What to work on – Rewrite the part of the entries that opens with the line containing "Expected: for every instance of the tower wall" and runs through the end of the entries, keeping the requests unchanged and multiplying every pixel coordinate in the answers by 1.6, rounded to whole numbers with halves rounded up. Give only those lines, and leave out the pictures.

Material provided –
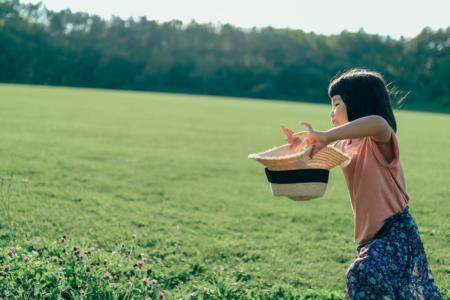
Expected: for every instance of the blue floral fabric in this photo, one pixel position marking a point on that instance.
(393, 265)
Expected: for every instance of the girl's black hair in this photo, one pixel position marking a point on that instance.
(364, 93)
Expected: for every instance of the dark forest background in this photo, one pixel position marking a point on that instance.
(40, 46)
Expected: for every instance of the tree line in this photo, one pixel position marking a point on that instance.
(40, 46)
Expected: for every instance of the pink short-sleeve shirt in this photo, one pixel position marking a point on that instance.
(377, 188)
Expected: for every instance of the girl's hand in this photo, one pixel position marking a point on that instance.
(294, 141)
(317, 139)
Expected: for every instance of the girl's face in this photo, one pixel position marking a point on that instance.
(338, 112)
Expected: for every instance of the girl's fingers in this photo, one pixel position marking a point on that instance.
(311, 153)
(287, 131)
(307, 125)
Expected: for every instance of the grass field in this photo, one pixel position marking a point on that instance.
(101, 166)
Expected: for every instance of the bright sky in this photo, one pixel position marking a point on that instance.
(386, 17)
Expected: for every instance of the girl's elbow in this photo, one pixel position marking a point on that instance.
(383, 130)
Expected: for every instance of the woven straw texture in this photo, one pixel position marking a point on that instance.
(283, 158)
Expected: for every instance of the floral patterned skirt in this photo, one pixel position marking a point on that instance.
(393, 265)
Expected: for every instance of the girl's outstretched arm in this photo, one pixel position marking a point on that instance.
(374, 126)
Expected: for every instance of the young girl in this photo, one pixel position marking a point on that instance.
(391, 262)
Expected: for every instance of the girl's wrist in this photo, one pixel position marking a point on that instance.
(330, 136)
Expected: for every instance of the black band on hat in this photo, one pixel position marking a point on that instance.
(297, 176)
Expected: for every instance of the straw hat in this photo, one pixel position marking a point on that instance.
(293, 174)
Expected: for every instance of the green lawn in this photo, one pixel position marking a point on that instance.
(100, 166)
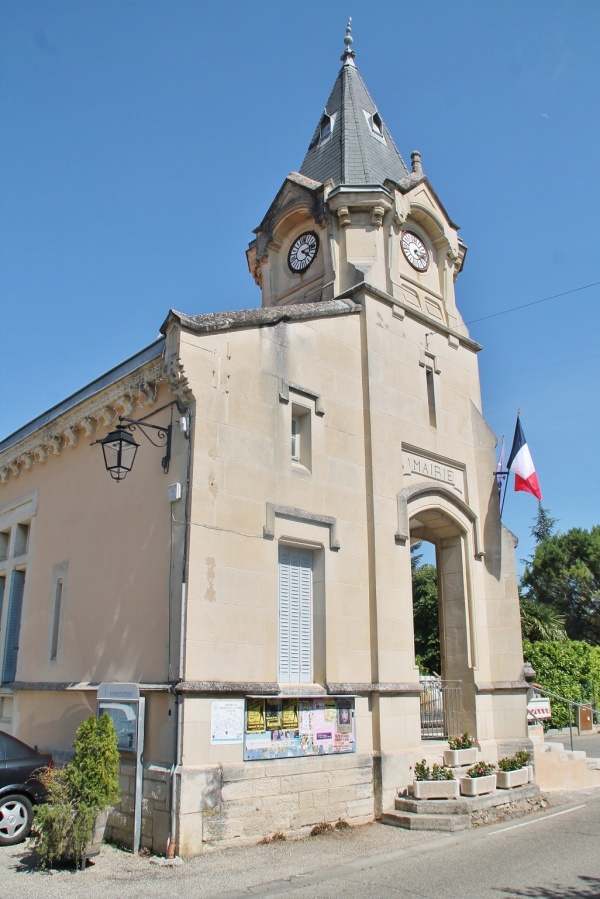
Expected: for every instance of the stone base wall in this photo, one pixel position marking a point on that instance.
(156, 786)
(226, 805)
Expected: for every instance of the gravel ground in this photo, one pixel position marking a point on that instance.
(220, 873)
(228, 873)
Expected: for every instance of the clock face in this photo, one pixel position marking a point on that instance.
(415, 251)
(303, 251)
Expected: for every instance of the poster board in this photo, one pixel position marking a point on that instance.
(286, 727)
(227, 721)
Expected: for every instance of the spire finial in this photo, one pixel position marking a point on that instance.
(348, 55)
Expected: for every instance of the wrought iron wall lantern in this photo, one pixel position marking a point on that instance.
(119, 447)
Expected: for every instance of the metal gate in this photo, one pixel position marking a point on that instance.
(440, 707)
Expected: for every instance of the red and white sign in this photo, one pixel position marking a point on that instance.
(538, 709)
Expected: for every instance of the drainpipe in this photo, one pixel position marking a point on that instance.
(176, 766)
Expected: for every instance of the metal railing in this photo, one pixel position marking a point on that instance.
(541, 691)
(441, 706)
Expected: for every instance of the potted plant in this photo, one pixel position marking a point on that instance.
(461, 751)
(434, 783)
(481, 778)
(513, 770)
(70, 826)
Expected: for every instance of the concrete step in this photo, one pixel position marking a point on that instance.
(415, 821)
(450, 815)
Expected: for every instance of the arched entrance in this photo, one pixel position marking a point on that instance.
(441, 519)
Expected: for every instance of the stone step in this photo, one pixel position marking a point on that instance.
(465, 804)
(415, 821)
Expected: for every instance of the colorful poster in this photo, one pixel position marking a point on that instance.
(330, 710)
(273, 714)
(344, 717)
(289, 714)
(290, 728)
(227, 721)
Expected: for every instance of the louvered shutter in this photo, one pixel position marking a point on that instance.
(13, 626)
(295, 615)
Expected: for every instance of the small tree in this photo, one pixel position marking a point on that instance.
(87, 785)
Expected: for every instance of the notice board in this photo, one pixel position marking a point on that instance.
(278, 728)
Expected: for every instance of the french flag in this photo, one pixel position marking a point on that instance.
(521, 463)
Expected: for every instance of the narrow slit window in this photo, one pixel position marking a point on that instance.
(301, 436)
(58, 593)
(2, 588)
(430, 396)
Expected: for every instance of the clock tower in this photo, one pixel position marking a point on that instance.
(355, 213)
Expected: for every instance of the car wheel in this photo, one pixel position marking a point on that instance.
(16, 818)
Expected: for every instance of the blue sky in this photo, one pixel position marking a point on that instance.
(142, 141)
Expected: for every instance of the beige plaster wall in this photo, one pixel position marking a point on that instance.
(112, 544)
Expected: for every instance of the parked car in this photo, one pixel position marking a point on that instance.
(20, 790)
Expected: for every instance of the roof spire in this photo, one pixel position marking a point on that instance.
(348, 55)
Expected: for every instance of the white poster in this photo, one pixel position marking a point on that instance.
(227, 721)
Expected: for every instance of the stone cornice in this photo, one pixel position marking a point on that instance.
(138, 389)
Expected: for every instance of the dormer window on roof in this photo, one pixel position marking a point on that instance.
(375, 124)
(326, 127)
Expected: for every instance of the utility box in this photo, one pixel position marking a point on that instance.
(586, 719)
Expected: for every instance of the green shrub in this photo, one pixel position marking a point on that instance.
(570, 669)
(481, 769)
(87, 785)
(465, 741)
(437, 772)
(514, 762)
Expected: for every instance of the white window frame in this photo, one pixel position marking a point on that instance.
(295, 632)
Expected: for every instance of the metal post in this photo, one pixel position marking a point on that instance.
(139, 772)
(571, 723)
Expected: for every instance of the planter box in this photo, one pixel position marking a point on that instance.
(475, 786)
(456, 757)
(506, 780)
(435, 789)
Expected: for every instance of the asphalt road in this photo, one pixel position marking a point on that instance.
(590, 743)
(553, 854)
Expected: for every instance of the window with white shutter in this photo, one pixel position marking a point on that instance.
(295, 615)
(13, 626)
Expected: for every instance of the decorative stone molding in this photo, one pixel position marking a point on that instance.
(270, 688)
(377, 215)
(287, 512)
(284, 395)
(404, 497)
(71, 436)
(516, 686)
(27, 460)
(65, 430)
(41, 453)
(88, 426)
(394, 689)
(344, 216)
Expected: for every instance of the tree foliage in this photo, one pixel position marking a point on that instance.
(540, 621)
(88, 784)
(564, 574)
(425, 614)
(543, 526)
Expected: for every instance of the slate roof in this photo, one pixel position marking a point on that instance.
(353, 154)
(264, 317)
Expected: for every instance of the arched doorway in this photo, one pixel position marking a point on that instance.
(448, 700)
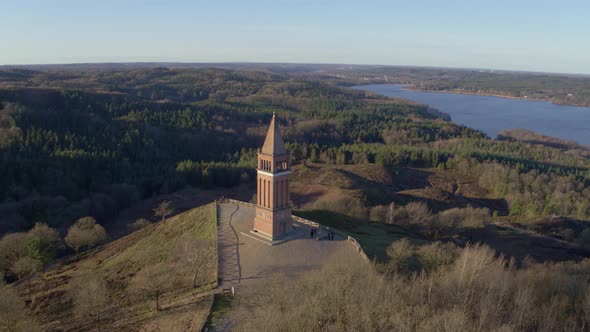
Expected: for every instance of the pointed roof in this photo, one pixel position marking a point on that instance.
(274, 144)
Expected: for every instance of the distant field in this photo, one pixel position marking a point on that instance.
(118, 262)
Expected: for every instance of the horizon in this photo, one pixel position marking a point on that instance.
(213, 64)
(463, 35)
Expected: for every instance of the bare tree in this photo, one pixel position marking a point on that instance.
(13, 313)
(138, 224)
(152, 281)
(90, 295)
(418, 212)
(163, 209)
(197, 254)
(85, 233)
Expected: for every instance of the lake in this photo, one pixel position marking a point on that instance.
(494, 114)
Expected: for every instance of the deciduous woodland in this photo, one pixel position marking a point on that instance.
(80, 145)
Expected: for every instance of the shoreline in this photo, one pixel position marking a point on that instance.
(412, 88)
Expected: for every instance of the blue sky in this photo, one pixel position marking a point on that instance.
(540, 35)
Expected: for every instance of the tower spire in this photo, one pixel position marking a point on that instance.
(274, 144)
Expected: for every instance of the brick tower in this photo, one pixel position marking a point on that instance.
(273, 210)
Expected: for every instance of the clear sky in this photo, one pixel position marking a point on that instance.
(535, 35)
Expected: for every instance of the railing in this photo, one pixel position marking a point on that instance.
(305, 221)
(216, 245)
(346, 236)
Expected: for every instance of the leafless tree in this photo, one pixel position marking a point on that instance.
(163, 209)
(139, 224)
(197, 254)
(90, 295)
(152, 281)
(85, 233)
(418, 212)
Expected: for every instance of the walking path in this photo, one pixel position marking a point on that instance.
(229, 258)
(245, 261)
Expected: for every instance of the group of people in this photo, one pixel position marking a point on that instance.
(314, 231)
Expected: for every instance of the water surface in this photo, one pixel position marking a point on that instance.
(494, 114)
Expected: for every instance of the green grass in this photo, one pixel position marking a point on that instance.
(221, 305)
(374, 237)
(158, 242)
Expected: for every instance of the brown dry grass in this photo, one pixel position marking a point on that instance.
(118, 262)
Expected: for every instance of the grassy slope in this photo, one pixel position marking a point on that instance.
(338, 195)
(118, 262)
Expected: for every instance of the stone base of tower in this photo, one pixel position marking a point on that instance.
(273, 224)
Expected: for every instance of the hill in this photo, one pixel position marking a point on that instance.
(118, 262)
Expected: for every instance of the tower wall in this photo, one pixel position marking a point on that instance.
(273, 209)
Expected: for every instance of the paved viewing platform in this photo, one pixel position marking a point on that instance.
(245, 259)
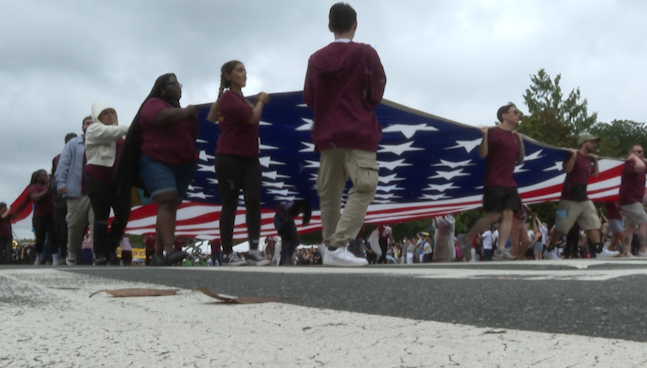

Solved exercise –
Expected: for every instance of the tower wall in this photo, one pixel position marking a point on that instance.
(437, 334)
Expected: for every instance of the paved viewing platform in this photo, one pixel position marking a point on that instance.
(392, 414)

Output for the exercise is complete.